## To be done:
Retype word for word the lines from the one containing "Where can the brown" through the end of the items, both ends included.

(Photo object pointing records)
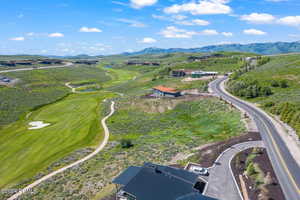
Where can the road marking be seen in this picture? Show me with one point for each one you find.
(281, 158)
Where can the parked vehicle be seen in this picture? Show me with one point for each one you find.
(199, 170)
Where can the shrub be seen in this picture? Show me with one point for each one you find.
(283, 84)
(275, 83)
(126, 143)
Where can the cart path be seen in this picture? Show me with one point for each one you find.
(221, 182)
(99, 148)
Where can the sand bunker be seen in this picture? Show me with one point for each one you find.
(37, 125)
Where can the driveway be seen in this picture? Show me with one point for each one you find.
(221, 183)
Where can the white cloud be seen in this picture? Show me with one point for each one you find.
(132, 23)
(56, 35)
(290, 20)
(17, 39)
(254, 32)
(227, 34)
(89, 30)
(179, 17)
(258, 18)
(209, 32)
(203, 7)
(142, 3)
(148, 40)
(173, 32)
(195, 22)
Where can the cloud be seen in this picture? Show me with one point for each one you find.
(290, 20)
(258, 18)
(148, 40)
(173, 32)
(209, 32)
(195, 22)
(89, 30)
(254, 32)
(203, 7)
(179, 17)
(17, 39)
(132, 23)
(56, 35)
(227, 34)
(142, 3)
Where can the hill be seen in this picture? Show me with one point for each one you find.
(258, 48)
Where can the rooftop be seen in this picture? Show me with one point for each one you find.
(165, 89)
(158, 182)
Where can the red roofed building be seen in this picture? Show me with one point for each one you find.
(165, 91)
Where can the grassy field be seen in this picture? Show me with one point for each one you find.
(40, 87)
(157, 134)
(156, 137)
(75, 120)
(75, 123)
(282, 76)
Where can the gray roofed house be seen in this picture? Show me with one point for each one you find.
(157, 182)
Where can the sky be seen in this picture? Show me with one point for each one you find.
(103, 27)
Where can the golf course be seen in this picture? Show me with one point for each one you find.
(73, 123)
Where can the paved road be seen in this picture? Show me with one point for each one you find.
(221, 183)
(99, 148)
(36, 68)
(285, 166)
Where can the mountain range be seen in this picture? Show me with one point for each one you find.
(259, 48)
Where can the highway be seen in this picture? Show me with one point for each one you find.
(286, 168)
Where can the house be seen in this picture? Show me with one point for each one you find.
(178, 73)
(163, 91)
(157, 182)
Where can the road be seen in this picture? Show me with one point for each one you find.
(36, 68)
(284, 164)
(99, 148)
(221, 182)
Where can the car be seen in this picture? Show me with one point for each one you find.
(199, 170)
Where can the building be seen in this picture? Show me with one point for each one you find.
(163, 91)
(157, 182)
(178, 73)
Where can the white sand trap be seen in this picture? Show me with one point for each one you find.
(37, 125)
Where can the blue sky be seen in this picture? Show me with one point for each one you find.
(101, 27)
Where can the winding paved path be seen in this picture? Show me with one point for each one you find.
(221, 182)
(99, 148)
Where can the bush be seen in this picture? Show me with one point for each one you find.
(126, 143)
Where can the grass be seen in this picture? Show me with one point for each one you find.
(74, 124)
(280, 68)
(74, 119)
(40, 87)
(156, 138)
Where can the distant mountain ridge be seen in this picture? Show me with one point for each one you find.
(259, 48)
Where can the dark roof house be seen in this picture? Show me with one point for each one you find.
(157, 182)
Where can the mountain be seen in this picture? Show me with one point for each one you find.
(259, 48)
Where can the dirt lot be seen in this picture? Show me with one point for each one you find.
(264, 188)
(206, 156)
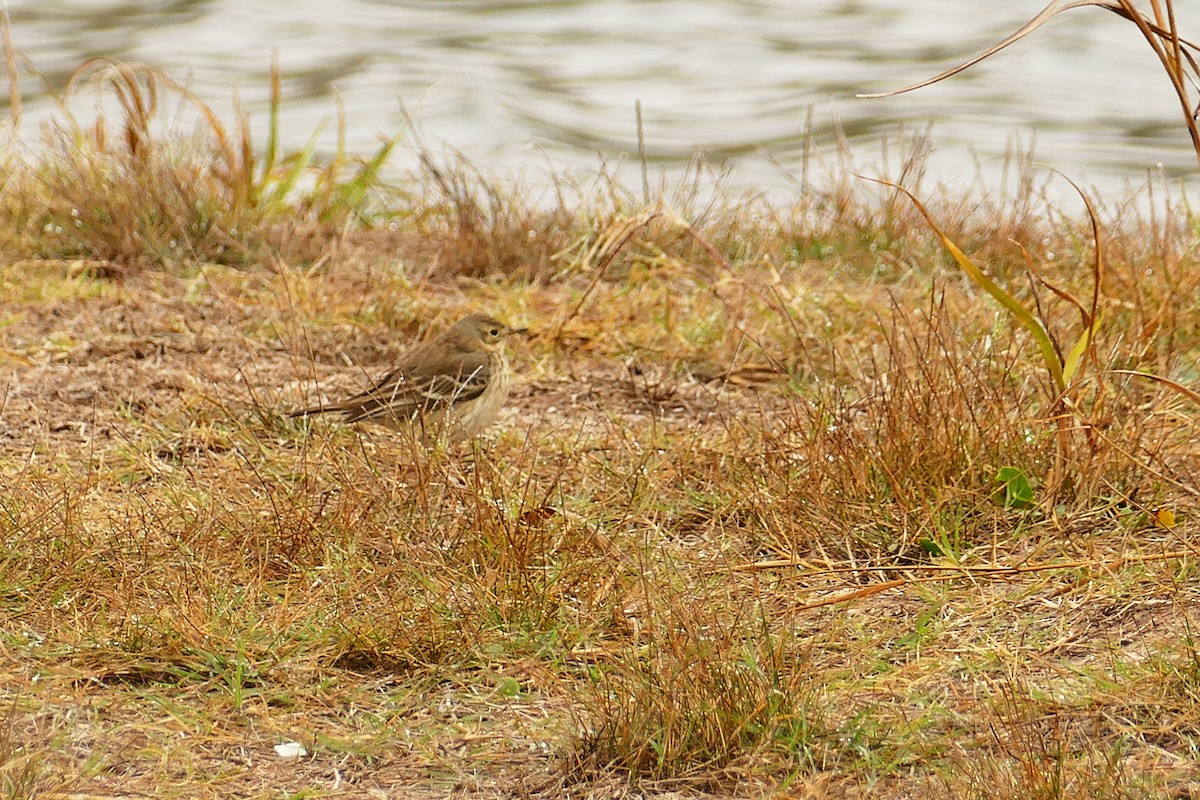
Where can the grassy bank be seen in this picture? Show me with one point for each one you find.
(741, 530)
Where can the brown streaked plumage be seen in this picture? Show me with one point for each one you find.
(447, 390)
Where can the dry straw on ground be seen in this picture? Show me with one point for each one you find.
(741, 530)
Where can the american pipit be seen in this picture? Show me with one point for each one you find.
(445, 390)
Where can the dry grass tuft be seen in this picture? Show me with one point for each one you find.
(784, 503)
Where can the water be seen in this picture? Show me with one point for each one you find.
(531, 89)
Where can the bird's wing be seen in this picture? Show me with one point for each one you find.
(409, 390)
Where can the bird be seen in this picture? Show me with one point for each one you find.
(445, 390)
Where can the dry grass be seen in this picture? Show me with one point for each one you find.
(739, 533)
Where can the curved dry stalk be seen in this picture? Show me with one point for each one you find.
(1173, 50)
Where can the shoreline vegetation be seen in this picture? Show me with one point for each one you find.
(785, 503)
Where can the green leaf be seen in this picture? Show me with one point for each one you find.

## Finished task:
Where can the brown streaked plumage be seen in this picture? Show me with one point for each one you find.
(447, 390)
Where can the dry straw on ground be seen in this picture? Show me with one point for each one you find.
(741, 530)
Where can the american pipit be seen in this picture? Show me with one point for each one you find.
(445, 390)
Where can the dry grass tuft be seen in this picture? Show me with one point for each one you find.
(784, 503)
Where can the water be seen in this picture? Show me with one point for each one you find.
(531, 89)
Where can the bird's wing be seen in this picture? Show me with one point for each one you find.
(409, 390)
Where can the bird be seen in this picture? Show me with one point for each one you find.
(445, 390)
Where can the dry grass be seen in this picture? Show me with one point for each one you find.
(739, 533)
Where can the curved dry stalk be seen in this picture? Show me with one point for each one you find.
(1173, 50)
Where can the shoreline vegetation be seen in this picture? Show me with one point for each one you find.
(785, 503)
Where can the green leaf be seen in this picture? Show me with one point for each one you find.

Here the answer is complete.